*PROMPT*: Please return each line of the rows below that contains the word "window", copying every such line unchanged.

*EXCERPTED RECORDS*:
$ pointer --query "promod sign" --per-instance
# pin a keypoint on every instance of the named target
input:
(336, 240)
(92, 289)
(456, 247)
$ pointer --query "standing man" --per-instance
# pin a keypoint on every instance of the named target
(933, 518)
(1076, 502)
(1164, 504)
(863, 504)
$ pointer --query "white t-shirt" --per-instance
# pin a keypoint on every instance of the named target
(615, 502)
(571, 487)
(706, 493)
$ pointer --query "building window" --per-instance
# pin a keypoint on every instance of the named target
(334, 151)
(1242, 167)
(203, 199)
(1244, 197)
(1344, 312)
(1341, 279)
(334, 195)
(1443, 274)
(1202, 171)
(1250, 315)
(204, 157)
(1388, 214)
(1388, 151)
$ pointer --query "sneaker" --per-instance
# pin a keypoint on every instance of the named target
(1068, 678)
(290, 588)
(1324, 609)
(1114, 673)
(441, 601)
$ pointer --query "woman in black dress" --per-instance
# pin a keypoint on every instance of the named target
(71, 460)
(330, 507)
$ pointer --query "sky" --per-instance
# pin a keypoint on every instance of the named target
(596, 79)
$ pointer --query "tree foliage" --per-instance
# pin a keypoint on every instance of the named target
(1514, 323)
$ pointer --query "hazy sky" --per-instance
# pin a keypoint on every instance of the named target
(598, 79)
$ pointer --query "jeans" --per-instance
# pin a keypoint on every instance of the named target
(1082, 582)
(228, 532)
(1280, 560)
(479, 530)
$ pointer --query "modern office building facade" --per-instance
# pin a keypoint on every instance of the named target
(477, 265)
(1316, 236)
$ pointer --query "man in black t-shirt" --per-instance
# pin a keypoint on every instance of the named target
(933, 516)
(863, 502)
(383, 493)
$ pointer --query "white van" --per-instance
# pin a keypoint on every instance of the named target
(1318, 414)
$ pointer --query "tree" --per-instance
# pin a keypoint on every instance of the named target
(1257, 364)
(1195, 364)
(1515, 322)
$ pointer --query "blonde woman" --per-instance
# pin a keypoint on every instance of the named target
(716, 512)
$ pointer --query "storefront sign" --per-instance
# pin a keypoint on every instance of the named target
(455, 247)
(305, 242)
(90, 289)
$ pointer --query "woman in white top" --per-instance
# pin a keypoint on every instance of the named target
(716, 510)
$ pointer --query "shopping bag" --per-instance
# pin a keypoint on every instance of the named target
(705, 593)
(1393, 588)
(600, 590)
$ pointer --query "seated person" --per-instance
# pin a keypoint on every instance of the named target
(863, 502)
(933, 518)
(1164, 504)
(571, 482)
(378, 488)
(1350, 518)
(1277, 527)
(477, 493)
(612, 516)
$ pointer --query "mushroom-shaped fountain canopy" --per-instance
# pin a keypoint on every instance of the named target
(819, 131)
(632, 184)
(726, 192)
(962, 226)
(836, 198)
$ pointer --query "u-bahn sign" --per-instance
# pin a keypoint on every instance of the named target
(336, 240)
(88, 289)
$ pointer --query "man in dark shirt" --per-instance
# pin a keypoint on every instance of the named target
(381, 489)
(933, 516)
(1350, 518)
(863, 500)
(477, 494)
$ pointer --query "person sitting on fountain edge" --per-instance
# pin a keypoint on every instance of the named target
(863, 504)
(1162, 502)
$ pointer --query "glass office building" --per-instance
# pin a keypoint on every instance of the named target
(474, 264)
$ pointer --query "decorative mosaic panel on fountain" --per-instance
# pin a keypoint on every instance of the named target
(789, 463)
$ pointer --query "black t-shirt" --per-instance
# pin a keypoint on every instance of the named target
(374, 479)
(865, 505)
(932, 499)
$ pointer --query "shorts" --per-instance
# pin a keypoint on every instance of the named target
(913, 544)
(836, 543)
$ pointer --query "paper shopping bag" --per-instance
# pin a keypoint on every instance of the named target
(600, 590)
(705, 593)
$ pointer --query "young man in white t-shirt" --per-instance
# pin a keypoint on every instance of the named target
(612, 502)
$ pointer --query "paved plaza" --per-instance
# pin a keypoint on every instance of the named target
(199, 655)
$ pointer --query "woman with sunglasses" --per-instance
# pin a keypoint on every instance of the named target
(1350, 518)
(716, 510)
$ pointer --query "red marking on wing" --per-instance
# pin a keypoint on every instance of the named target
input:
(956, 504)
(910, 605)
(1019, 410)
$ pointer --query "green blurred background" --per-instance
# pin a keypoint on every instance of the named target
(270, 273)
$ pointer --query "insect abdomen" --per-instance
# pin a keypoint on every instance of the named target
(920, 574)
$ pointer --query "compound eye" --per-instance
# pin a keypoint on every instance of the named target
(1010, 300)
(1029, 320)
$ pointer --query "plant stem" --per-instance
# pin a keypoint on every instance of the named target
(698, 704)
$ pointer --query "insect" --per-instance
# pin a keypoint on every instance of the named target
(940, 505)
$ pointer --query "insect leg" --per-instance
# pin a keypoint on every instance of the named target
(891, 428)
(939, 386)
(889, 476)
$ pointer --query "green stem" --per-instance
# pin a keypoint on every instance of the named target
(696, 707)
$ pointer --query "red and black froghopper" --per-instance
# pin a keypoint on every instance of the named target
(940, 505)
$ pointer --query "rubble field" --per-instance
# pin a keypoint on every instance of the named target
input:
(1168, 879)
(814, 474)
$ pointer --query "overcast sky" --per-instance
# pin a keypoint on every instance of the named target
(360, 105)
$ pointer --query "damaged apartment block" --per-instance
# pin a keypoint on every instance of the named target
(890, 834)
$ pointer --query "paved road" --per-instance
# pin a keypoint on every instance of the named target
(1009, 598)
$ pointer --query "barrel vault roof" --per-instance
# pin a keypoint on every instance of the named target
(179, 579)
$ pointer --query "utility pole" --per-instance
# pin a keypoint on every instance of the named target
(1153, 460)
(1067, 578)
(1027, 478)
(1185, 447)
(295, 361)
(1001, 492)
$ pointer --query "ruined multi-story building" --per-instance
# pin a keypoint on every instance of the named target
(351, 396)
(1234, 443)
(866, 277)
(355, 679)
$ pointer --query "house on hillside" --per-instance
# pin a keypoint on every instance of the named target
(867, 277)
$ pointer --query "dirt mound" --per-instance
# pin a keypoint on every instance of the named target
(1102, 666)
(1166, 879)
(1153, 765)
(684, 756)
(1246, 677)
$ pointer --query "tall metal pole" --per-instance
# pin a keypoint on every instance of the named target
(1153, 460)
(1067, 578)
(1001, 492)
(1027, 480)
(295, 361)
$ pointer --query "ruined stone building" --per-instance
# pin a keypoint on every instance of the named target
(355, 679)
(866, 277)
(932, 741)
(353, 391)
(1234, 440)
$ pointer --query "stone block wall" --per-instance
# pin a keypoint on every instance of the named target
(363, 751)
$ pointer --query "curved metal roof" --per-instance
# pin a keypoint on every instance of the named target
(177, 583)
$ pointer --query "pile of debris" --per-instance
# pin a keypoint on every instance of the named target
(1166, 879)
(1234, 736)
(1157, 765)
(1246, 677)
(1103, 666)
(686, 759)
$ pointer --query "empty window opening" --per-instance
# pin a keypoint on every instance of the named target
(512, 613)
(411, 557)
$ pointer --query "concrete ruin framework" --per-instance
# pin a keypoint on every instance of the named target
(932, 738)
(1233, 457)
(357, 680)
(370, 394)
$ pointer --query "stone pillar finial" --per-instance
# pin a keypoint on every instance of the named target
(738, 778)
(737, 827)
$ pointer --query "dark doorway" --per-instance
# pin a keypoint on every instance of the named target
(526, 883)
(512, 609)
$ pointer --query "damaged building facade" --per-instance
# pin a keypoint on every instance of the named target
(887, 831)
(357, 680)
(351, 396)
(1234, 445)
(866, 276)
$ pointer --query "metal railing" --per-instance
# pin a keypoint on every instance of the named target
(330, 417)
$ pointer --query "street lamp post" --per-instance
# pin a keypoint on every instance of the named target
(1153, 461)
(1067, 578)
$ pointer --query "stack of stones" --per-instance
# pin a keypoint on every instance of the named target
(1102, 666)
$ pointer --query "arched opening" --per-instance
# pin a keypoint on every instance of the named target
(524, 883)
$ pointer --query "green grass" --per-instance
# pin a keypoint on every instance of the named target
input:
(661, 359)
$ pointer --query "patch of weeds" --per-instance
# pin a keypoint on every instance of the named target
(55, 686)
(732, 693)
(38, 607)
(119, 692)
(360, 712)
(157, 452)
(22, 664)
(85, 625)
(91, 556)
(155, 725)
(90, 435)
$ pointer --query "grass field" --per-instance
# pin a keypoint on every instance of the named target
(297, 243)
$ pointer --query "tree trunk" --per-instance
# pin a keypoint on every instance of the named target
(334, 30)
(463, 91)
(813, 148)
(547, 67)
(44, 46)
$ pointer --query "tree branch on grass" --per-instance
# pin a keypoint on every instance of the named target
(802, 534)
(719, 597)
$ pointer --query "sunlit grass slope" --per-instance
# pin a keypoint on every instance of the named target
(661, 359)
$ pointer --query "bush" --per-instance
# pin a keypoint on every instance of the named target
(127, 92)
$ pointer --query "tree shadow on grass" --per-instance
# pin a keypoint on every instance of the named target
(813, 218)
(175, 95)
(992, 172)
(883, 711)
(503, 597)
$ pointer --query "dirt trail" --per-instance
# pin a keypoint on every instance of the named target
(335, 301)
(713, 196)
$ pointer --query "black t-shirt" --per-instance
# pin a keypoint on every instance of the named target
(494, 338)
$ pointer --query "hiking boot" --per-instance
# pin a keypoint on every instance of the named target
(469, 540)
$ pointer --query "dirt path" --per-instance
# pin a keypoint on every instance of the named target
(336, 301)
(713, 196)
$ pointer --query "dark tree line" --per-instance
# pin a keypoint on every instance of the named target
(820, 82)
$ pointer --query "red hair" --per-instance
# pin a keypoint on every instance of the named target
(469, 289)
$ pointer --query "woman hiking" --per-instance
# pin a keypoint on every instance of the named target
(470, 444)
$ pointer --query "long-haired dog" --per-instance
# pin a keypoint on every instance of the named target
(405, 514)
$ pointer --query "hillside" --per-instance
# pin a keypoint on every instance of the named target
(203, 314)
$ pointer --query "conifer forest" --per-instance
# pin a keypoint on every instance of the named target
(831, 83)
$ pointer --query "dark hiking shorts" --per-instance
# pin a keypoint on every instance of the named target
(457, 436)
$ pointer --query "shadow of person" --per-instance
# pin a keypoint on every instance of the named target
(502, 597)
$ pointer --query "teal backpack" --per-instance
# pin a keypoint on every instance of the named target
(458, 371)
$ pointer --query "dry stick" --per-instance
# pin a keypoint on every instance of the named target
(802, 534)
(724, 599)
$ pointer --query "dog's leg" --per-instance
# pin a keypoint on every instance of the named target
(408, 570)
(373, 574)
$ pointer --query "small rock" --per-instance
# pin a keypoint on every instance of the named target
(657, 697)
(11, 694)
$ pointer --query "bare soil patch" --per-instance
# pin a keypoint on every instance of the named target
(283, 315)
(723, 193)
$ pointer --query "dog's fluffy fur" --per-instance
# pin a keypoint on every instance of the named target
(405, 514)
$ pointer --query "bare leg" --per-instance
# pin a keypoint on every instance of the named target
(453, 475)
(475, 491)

*ANSWER TO THE EXERCISE*:
$ pointer --query "building window" --per-instance
$ pointer --query "empty window opening" --per-instance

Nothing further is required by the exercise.